**EXTRACT TO READ**
****************

Blogger grace said...

Bea,
I completely understand you and this is SO normal for what you are going through. Here's the deal...with US my husband and i). I know it's different for everyone and I certainly respect your beliefs. This is NOT a sermon, just telling you the way we've done it and assuring you that it can be done and done well. Our marriage has become this amazing thing that I truly never imagined it could be.

Anyway....my husband and I have a common worldview concerning God/redemption/purpose. Our goal is to be reconciled to Him first and foremost. And so...for each of us, it's never really been about picking each other, it's about choosing Christ and His purposes for our lives. Come what may. (i say that alot but it's so fitting) No matter how difficult, how painful, what risks we must take, we're in. I'm not in it for him and he's not in it for me. Our individual relationships with Christ are the number one most important thing in each of our lives. And, our worldview tells us that God created us, man and woman, to live and love each other, to pleasure each other, to complete the picture of Him together. You may not share that worldview...which is fine.

I was the same as you in the beginning. I remember telling my husband on more than one occasion, "I love you, I will support you and continue to wish good for you if you choose to identify as gay." And I really would.

But now, we have this amazing thing....based not on pleasing each other...but pleasing God. And it works wonderfully for us and we in turn DO please each other.

****************

**STORED ROWS**
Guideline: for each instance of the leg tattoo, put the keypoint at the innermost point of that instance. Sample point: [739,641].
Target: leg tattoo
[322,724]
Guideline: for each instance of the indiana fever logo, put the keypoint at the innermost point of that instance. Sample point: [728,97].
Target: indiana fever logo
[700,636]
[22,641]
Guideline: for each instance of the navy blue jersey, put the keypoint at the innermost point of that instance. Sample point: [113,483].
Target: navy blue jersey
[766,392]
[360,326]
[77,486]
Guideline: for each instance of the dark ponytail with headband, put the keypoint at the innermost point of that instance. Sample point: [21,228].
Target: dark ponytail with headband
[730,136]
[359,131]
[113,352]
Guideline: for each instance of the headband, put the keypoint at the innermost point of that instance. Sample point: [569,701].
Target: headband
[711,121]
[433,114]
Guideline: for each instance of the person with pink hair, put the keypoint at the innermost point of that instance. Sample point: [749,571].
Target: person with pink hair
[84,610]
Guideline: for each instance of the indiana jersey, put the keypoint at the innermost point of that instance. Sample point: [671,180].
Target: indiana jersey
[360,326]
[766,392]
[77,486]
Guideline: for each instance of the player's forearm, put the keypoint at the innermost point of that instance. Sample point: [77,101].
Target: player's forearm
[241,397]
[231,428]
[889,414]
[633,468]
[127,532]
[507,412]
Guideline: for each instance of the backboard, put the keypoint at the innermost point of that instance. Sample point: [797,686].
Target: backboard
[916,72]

****************

**WORK INSTRUCTIONS**
Give the blog comment again starting with "Blogger grace said..." and going on through "it could be.", but change "sermon" to "lecture". The items are separate material from the blog comment.

**COMPLETED EXERCISE**
Blogger grace said...

Bea,
I completely understand you and this is SO normal for what you are going through. Here's the deal...with US my husband and i). I know it's different for everyone and I certainly respect your beliefs. This is NOT a lecture, just telling you the way we've done it and assuring you that it can be done and done well. Our marriage has become this amazing thing that I truly never imagined it could be.